━━━ Text block ━━━

In humans, there is a locus on chromosome 22 that encodes 7 APOEBC3 genes encoding APOBEC3A (A3), A3B, A3C, A3DE, A3F, A3G and A3H. To distinguish them from those in other animals they are generally abbreviated to hA3A, hA3B, hA3C, hA3DE, hA3F, hA3G and hA3H. While there is still much work to do defining substrate specificity for the ensemble of these enzymes, it is clear that all seven are capable of deaminating cytidine residues in single stranded DNA.
Some of these APOBEC3 deaminases have been demonstrated to have anti-retroviral effects (Lecossier et al., 2003, Mangeat et al., 2003, Mariani et al., 2003, Suspene et al., 2004, Zhang et al., 2003). Human immunodeficiency virus type (HIV-1) cDNA in particularly is vulnerable to the action of the cytoplasmic hA3F and hA3G cytidine deaminases (hA3F & hA3G) (Harris et al., 2003, Wiegang et al., 2004). By contrast hA3A, hA3C and hA3H are mainly nuclear while hA3B is both nuclear and cytoplasmic (Bogerd et al., 2006, Kinomoto et al., 2007).

━━━ Records provided ━━━

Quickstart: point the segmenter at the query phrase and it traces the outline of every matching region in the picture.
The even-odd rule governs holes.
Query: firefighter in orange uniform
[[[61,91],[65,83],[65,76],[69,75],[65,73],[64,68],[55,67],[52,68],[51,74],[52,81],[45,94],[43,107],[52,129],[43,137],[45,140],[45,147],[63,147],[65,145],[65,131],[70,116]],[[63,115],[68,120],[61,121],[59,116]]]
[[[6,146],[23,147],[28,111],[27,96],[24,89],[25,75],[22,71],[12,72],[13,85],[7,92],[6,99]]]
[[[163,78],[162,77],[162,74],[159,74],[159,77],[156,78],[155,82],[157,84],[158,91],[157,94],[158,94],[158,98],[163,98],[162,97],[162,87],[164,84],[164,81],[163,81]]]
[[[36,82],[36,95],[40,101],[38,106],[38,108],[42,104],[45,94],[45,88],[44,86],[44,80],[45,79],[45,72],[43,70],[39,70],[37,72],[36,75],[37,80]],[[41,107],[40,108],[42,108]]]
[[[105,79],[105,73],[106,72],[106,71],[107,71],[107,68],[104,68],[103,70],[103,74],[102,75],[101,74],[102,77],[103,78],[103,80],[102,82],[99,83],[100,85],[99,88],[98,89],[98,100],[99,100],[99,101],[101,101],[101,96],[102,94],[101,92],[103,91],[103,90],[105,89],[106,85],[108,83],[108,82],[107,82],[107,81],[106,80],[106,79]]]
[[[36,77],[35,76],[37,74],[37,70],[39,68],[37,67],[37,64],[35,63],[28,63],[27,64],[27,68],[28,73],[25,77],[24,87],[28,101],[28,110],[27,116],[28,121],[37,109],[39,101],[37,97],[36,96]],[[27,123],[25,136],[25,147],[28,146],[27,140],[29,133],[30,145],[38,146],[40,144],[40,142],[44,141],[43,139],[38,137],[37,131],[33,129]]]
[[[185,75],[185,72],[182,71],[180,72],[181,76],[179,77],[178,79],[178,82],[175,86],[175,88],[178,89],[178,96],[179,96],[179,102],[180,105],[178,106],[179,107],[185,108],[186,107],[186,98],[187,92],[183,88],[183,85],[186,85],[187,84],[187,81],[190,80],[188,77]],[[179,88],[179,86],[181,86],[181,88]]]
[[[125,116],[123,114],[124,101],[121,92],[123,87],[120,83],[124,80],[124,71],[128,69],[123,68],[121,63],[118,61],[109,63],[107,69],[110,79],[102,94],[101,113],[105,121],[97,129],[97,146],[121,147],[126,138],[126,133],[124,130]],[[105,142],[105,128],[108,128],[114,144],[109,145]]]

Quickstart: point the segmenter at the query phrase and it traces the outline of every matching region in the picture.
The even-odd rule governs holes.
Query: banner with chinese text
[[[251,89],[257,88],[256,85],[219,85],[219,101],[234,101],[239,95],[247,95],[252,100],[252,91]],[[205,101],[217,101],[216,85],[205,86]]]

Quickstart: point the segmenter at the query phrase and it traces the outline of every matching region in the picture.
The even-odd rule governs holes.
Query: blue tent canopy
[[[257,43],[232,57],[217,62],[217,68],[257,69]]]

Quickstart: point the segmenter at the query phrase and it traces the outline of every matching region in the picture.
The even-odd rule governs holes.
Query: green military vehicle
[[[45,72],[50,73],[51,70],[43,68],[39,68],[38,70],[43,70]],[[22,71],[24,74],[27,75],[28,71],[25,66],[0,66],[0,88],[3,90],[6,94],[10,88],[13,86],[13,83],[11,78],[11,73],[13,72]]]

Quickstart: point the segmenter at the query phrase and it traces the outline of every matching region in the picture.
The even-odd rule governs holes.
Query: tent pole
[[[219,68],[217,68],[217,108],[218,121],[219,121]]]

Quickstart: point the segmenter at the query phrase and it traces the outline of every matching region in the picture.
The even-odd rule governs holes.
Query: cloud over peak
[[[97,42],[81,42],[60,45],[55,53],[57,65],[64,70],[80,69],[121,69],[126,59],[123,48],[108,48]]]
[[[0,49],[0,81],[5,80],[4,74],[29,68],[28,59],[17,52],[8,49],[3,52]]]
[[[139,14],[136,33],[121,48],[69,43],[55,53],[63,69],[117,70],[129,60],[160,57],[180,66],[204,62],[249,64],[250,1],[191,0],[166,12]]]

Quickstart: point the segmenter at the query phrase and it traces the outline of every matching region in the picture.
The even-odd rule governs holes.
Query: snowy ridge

━━━

Description of the task: Continue the passage on the human APOBEC3 cytidine deaminases, starting right after its final sentence.

Answer space:
Human A3A and hA3B are expressed in psoriatic keratinocytes and hA3A is up-regulated in acne lesions and can be induced by phorbol-12-myristate 13-acetate (Madsen et al., 1999, Trivedi et al., 2006). Interestingly, hA3H is also expressed in normal skin (Dang et al., 2006, OhAinle et al., 2006).